• [EXCERTO DO TEXTO]:
※ ※ ※

Não obstante a superação desta dolorosa crise, esta traumática experiência obrigou à pertinente reforma do direito penal da Igreja, para que as sanções já aplicadas em casos pontuais – recorde-se que o ex-Arcebispo de Washington DC, Theodore McCarrick, foi destituído da sua condição cardinalícia, episcopal e sacerdotal – estejam integradas no ordenamento jurídico canónico.

A lei da Igreja foi revista “especialmente no que diz respeito aos aspectos fundamentais do direito penal, como o direito de defesa, a prescrição da ação penal e uma determinação mais precisa da punição”, com “critérios objetivos na identificação da sanção mais apropriada a ser aplicada ao caso concreto”. Esta nova redação pretende diminuir a margem de discricionariedade da autoridade eclesial, a fim de favorecer a unidade da Igreja na execução penal, sobretudo nos crimes que causam maiores danos e escândalo na comunidade. Neste sentido, a pornografia infantil foi agora incluída na lista dos mais graves crimes, os ‘delicta graviora’.

Como o Secretário do Pontifício Conselho para os Textos Legislativos, D. Juan Ignacio Arrieta, esclareceu, as reformas agora introduzidas “determinam com mais precisão o comportamento que as autoridades, nomeadamente os bispos e os superiores dos institutos religiosos, devem observar ao aplicar a norma penal, e quais os critérios a seguir na escolha de uma ou outra pena: trata-se, portanto, de uma maior determinação do direito penal (…) O direito penal também é importante para preservar a comunidade dos fiéis, reparando o escândalo causado e, portanto, também reparando os danos. Um terceiro aspecto é o de proporcionar à autoridade instrumentos de prevenção destes crimes, impedir as condutas delitivas e evitar os danos a que o Papa se refere na constituição apostólica”.

Com efeito, segundo o Papa Francisco, “muitos danos foram causados pela incapacidade de se perceber a relação íntima, existente na Igreja, entre o exercício da caridade e o recurso à disciplina das sanções, onde as circunstâncias e a justiça o exigem”. A reforma agora introduzida obedece ao princípio de que não pode haver perdão sem correcção: ou seja, o prevaricador deve responder pelos seus actos e ser responsabilizado pelas suas consequências. A caridade, que a Igreja pratica como mandamento novo de Cristo, não pode servir de pretexto para a injustiça: não só não se opõe à justiça, como a pressupõe. Uma caridade que protegesse o criminoso e deixasse indefesas as vítimas não seria humana, nem muito menos cristã. Pelo contrário, a correcção, por via penal, do infractor é uma manifestação de caridade para com as vítimas, bem como para o delinquente, sobretudo se tal for necessário para a sua emenda, reabilitação eclesial e salvação eterna, que é o fim a que tende o direito da Igreja.

※ ※ ※

• [EXERCÍCIO]:
Reescreva o trecho do texto sobre a reforma do direito penal da Igreja entre "Não obstante a" e "ordenamento jurídico canónico.", inclusive, substituindo "crise" por "provação".

※ ※ ※

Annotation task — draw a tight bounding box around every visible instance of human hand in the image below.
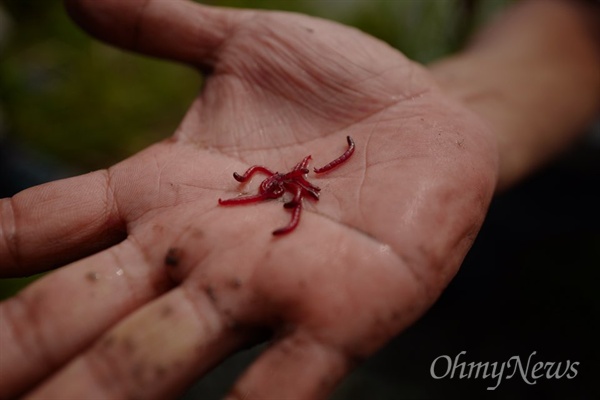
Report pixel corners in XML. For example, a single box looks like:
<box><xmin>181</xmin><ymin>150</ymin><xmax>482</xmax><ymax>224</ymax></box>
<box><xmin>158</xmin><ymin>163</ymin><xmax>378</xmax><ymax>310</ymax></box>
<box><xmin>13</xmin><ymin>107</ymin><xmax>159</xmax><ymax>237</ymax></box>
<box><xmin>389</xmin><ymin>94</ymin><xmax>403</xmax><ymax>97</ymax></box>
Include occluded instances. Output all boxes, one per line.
<box><xmin>0</xmin><ymin>0</ymin><xmax>496</xmax><ymax>399</ymax></box>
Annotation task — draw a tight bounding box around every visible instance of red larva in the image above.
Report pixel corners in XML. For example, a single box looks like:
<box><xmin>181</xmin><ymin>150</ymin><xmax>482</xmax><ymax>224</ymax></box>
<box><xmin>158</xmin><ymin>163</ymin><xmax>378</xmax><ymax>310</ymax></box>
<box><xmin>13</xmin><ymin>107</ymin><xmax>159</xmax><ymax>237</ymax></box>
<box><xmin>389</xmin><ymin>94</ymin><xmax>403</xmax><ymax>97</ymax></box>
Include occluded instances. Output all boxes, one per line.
<box><xmin>219</xmin><ymin>136</ymin><xmax>355</xmax><ymax>236</ymax></box>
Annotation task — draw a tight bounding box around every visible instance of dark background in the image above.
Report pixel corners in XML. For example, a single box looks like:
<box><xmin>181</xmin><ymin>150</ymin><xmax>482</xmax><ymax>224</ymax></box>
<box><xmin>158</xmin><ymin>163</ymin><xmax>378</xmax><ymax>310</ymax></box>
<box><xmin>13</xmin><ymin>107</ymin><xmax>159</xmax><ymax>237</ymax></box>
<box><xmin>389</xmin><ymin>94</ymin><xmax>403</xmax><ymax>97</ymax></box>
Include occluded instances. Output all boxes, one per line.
<box><xmin>0</xmin><ymin>0</ymin><xmax>600</xmax><ymax>400</ymax></box>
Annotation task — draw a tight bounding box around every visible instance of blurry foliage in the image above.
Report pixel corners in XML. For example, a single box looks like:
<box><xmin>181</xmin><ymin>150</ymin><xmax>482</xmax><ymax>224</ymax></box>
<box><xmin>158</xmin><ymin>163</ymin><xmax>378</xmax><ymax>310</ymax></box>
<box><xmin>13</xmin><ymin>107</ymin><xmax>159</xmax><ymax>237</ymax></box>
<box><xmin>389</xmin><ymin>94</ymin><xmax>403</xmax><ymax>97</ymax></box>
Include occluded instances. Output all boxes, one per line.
<box><xmin>0</xmin><ymin>0</ymin><xmax>512</xmax><ymax>297</ymax></box>
<box><xmin>0</xmin><ymin>0</ymin><xmax>509</xmax><ymax>169</ymax></box>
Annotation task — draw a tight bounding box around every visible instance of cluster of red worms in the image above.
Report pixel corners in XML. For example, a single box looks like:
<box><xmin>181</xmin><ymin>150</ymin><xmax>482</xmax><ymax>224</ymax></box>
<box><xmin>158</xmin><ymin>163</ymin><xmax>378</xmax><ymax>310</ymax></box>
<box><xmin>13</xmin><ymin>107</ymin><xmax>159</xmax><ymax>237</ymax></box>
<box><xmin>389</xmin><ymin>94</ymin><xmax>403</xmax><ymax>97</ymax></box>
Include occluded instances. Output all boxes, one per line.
<box><xmin>219</xmin><ymin>136</ymin><xmax>354</xmax><ymax>235</ymax></box>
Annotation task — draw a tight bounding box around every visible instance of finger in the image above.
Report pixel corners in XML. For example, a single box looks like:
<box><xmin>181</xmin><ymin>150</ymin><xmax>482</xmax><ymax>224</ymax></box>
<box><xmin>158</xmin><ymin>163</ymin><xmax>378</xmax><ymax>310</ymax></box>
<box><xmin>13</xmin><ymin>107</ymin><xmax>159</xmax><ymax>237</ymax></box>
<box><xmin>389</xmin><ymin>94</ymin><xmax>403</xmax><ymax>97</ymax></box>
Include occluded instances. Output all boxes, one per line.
<box><xmin>30</xmin><ymin>286</ymin><xmax>248</xmax><ymax>399</ymax></box>
<box><xmin>66</xmin><ymin>0</ymin><xmax>243</xmax><ymax>66</ymax></box>
<box><xmin>0</xmin><ymin>241</ymin><xmax>171</xmax><ymax>398</ymax></box>
<box><xmin>0</xmin><ymin>171</ymin><xmax>125</xmax><ymax>277</ymax></box>
<box><xmin>227</xmin><ymin>332</ymin><xmax>350</xmax><ymax>400</ymax></box>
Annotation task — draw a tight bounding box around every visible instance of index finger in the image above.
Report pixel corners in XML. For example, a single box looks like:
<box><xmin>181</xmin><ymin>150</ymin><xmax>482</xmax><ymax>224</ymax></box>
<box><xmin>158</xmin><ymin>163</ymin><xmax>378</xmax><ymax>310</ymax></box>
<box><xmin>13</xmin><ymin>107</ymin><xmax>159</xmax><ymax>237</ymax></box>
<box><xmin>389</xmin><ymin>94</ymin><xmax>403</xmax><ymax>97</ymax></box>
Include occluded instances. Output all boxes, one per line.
<box><xmin>0</xmin><ymin>170</ymin><xmax>125</xmax><ymax>277</ymax></box>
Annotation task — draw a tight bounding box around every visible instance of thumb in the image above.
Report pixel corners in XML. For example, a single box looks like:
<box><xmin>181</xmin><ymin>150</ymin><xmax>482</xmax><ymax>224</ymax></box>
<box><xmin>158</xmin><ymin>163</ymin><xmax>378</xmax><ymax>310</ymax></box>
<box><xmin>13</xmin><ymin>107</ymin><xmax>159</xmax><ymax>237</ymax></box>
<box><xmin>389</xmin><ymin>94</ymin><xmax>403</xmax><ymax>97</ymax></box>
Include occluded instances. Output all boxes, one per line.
<box><xmin>65</xmin><ymin>0</ymin><xmax>247</xmax><ymax>67</ymax></box>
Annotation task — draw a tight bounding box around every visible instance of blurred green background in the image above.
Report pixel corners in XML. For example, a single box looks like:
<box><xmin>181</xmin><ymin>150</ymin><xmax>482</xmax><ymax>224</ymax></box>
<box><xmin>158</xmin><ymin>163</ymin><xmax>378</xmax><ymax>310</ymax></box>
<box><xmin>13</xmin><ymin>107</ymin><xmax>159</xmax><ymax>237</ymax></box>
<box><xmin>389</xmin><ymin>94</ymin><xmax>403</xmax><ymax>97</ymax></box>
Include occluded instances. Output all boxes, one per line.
<box><xmin>0</xmin><ymin>0</ymin><xmax>511</xmax><ymax>298</ymax></box>
<box><xmin>0</xmin><ymin>0</ymin><xmax>507</xmax><ymax>170</ymax></box>
<box><xmin>9</xmin><ymin>0</ymin><xmax>600</xmax><ymax>400</ymax></box>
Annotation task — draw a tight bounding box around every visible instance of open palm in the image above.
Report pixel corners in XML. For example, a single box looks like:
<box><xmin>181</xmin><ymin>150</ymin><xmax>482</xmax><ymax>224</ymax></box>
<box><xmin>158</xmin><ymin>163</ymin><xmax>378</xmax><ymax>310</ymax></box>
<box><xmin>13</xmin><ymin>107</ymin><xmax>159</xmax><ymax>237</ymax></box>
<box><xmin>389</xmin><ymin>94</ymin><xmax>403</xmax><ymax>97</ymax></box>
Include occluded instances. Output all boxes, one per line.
<box><xmin>0</xmin><ymin>0</ymin><xmax>496</xmax><ymax>399</ymax></box>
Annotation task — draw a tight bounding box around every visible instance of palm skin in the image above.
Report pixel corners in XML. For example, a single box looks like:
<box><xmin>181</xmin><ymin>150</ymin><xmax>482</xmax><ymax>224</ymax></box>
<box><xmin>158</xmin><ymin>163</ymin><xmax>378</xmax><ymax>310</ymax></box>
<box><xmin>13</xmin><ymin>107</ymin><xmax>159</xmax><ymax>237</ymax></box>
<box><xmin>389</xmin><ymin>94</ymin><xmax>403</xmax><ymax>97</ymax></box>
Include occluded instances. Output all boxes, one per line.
<box><xmin>0</xmin><ymin>0</ymin><xmax>497</xmax><ymax>399</ymax></box>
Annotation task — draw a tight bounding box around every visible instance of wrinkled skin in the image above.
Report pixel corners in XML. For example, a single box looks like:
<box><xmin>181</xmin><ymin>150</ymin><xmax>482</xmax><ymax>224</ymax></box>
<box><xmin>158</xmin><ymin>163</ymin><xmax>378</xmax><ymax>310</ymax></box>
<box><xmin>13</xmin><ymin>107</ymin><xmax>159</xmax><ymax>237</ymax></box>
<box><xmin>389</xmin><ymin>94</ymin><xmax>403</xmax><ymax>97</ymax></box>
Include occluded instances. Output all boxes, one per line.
<box><xmin>0</xmin><ymin>0</ymin><xmax>497</xmax><ymax>399</ymax></box>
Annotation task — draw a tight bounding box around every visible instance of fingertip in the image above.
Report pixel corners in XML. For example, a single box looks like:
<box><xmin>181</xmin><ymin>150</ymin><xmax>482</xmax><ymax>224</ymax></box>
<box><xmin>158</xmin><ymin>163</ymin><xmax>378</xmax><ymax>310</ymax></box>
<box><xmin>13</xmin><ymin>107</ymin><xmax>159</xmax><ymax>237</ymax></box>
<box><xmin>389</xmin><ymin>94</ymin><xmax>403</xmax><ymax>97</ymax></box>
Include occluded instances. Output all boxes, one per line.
<box><xmin>225</xmin><ymin>333</ymin><xmax>351</xmax><ymax>400</ymax></box>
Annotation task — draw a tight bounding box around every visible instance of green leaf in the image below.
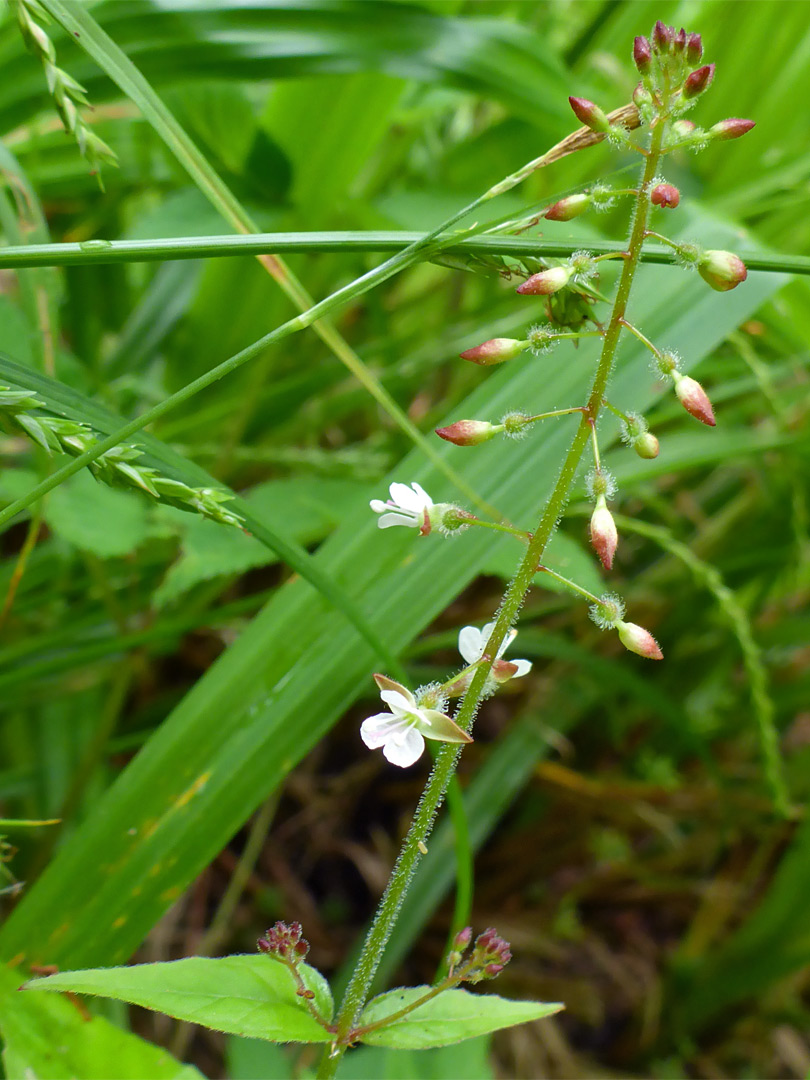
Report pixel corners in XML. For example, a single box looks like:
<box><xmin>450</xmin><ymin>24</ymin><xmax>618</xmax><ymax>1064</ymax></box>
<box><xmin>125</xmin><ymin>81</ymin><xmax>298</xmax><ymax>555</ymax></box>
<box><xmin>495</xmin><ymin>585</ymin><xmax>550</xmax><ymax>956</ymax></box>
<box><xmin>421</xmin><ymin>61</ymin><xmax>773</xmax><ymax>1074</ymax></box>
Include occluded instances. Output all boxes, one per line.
<box><xmin>24</xmin><ymin>956</ymin><xmax>334</xmax><ymax>1042</ymax></box>
<box><xmin>153</xmin><ymin>476</ymin><xmax>367</xmax><ymax>608</ymax></box>
<box><xmin>44</xmin><ymin>470</ymin><xmax>151</xmax><ymax>558</ymax></box>
<box><xmin>357</xmin><ymin>986</ymin><xmax>564</xmax><ymax>1050</ymax></box>
<box><xmin>0</xmin><ymin>968</ymin><xmax>202</xmax><ymax>1080</ymax></box>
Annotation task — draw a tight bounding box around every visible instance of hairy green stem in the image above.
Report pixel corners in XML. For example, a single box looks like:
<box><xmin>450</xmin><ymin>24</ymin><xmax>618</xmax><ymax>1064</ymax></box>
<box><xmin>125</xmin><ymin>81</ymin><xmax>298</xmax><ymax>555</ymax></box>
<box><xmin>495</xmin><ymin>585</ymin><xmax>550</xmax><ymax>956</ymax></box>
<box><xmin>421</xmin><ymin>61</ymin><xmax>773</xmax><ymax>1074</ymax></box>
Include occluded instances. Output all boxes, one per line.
<box><xmin>318</xmin><ymin>109</ymin><xmax>664</xmax><ymax>1080</ymax></box>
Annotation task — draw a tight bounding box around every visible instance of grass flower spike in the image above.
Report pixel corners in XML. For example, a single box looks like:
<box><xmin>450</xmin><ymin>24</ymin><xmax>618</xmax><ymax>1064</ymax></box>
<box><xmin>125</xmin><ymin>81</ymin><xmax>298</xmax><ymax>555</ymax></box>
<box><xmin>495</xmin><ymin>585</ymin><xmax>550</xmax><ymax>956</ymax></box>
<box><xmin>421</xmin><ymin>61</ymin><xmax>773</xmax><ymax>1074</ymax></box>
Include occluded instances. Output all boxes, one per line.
<box><xmin>360</xmin><ymin>675</ymin><xmax>472</xmax><ymax>769</ymax></box>
<box><xmin>368</xmin><ymin>481</ymin><xmax>433</xmax><ymax>531</ymax></box>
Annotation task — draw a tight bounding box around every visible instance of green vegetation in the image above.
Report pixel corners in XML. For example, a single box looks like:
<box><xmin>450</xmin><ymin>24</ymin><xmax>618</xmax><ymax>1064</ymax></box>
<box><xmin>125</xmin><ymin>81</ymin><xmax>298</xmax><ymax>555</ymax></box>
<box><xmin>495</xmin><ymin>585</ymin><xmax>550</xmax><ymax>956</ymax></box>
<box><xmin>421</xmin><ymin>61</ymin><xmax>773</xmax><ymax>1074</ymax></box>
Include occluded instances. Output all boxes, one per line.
<box><xmin>0</xmin><ymin>0</ymin><xmax>810</xmax><ymax>1080</ymax></box>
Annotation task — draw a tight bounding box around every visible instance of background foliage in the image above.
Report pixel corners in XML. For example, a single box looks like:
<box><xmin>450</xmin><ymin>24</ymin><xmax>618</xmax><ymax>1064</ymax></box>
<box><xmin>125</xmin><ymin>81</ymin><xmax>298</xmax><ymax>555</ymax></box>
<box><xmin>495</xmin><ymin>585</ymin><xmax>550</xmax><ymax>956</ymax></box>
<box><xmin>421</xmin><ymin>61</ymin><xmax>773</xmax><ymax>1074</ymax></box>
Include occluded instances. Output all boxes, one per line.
<box><xmin>0</xmin><ymin>0</ymin><xmax>810</xmax><ymax>1078</ymax></box>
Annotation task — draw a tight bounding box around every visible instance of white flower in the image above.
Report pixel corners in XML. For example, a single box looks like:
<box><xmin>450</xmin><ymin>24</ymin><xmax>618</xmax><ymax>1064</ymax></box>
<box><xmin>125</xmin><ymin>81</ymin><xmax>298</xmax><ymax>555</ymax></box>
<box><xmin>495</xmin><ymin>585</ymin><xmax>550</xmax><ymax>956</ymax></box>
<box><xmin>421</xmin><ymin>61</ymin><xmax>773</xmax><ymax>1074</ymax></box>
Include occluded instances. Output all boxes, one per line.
<box><xmin>458</xmin><ymin>622</ymin><xmax>531</xmax><ymax>678</ymax></box>
<box><xmin>360</xmin><ymin>675</ymin><xmax>472</xmax><ymax>769</ymax></box>
<box><xmin>368</xmin><ymin>482</ymin><xmax>433</xmax><ymax>529</ymax></box>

※ ※ ※

• [RESPOSTA]:
Não obstante a superação desta dolorosa provação, esta traumática experiência obrigou à pertinente reforma do direito penal da Igreja, para que as sanções já aplicadas em casos pontuais – recorde-se que o ex-Arcebispo de Washington DC, Theodore McCarrick, foi destituído da sua condição cardinalícia, episcopal e sacerdotal – estejam integradas no ordenamento jurídico canónico.